▸ **What is being asked**
In how many lines of the records below does the word "shirt" appear? Reply with the number only.
=-=-=-=-=
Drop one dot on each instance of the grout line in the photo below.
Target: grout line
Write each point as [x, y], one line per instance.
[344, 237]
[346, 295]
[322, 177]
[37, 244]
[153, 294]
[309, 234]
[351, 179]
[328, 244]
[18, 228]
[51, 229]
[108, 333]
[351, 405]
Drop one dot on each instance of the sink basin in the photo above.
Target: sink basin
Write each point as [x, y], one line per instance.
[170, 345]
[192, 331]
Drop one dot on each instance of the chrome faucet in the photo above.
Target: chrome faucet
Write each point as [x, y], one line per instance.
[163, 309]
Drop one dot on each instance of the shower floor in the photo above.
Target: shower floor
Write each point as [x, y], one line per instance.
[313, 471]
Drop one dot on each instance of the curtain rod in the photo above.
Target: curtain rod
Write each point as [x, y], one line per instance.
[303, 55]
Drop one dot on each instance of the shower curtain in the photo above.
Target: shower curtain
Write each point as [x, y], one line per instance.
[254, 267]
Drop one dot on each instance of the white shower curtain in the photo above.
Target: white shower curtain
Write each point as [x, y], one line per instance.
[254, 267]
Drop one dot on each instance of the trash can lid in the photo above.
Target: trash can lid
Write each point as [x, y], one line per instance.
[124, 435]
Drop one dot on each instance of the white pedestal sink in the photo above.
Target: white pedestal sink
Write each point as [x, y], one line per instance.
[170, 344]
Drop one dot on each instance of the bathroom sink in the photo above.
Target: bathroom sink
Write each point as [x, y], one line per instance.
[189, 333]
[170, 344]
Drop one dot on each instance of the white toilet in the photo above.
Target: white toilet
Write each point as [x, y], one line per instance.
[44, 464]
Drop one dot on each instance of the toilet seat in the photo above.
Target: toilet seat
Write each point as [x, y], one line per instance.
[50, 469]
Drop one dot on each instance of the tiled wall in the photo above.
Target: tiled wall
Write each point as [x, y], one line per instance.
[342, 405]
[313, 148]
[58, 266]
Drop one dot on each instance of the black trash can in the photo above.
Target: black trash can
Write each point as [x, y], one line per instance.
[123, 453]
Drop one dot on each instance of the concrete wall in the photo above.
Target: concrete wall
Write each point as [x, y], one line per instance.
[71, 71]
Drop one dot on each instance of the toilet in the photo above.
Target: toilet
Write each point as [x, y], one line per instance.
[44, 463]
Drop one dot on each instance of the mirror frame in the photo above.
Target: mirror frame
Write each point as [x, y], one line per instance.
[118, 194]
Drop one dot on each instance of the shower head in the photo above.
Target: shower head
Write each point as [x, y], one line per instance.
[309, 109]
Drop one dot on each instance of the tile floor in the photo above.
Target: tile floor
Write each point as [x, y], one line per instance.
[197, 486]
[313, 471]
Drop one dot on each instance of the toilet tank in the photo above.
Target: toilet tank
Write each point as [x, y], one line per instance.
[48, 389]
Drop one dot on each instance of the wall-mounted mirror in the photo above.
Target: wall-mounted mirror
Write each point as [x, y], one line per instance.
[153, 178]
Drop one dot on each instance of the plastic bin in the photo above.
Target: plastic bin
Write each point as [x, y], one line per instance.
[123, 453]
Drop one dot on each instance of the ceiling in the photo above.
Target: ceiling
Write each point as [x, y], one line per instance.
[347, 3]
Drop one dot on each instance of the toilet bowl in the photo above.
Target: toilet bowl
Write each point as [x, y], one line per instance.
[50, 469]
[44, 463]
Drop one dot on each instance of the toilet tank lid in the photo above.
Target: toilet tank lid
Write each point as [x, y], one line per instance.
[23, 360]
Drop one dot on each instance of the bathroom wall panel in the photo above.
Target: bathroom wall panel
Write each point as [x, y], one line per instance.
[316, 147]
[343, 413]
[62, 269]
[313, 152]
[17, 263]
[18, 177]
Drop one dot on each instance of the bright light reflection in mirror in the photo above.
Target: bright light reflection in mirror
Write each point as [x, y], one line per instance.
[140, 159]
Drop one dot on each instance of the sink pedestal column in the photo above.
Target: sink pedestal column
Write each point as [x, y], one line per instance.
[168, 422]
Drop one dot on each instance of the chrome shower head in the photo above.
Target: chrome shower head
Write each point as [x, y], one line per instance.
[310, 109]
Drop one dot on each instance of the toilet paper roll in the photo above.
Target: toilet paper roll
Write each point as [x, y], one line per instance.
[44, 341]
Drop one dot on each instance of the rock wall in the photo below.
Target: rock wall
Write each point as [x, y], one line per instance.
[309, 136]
=-=-=-=-=
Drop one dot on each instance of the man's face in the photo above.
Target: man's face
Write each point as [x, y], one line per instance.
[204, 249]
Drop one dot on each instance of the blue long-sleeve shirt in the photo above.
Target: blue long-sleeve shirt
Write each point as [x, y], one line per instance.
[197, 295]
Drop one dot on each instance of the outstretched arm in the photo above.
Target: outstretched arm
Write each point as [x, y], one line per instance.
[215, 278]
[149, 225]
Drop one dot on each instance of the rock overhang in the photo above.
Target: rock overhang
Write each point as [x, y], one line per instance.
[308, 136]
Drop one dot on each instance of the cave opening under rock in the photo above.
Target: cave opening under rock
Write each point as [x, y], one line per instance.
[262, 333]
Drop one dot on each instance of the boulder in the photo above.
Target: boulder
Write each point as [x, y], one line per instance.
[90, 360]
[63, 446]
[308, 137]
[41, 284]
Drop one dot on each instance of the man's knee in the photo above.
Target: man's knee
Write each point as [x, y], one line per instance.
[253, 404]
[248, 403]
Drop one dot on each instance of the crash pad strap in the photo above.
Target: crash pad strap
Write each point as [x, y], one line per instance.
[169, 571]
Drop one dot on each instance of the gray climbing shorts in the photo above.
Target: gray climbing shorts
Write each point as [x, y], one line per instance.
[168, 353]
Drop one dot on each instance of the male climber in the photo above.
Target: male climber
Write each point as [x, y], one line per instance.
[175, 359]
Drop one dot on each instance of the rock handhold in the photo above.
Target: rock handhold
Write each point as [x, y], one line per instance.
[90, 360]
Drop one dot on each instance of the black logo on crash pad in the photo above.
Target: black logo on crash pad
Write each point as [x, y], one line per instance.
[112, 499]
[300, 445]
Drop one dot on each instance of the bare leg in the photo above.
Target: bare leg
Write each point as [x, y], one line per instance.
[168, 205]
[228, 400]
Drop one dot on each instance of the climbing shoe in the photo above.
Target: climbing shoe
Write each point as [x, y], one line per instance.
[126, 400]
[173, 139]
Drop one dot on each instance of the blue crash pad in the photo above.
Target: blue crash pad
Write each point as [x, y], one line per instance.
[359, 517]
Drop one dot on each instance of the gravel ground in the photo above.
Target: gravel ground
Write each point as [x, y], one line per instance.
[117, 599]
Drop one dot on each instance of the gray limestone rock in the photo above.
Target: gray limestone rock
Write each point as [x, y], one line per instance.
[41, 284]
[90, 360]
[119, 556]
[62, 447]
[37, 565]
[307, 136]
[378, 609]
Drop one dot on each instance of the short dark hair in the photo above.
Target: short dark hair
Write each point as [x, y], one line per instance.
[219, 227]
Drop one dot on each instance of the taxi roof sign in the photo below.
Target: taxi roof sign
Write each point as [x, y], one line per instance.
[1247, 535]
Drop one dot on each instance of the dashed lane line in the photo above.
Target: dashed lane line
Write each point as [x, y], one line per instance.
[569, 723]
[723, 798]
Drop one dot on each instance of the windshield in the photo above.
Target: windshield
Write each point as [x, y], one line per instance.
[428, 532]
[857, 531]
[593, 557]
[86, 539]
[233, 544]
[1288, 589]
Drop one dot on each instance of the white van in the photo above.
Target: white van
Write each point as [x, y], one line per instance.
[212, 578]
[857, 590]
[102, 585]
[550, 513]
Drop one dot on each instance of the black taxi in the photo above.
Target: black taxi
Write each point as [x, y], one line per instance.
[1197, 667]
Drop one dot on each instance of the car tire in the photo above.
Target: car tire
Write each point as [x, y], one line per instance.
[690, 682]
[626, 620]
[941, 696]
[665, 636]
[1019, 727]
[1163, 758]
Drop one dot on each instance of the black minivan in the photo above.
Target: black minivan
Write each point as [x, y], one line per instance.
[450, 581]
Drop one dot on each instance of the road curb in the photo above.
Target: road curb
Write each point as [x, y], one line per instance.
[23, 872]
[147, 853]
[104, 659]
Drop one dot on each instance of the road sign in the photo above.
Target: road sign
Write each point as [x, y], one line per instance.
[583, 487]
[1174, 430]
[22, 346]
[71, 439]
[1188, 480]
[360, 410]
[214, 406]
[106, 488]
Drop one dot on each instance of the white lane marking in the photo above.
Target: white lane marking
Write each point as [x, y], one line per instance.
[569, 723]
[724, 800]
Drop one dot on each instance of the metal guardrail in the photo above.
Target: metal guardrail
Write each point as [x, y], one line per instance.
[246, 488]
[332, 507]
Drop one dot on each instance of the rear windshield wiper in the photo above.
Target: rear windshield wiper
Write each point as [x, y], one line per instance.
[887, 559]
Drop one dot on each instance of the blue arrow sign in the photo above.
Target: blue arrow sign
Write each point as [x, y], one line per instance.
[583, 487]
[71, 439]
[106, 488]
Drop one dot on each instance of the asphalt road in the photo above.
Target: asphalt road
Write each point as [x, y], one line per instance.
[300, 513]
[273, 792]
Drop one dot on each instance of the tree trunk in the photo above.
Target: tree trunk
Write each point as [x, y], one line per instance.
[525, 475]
=-=-=-=-=
▸ **Reply**
2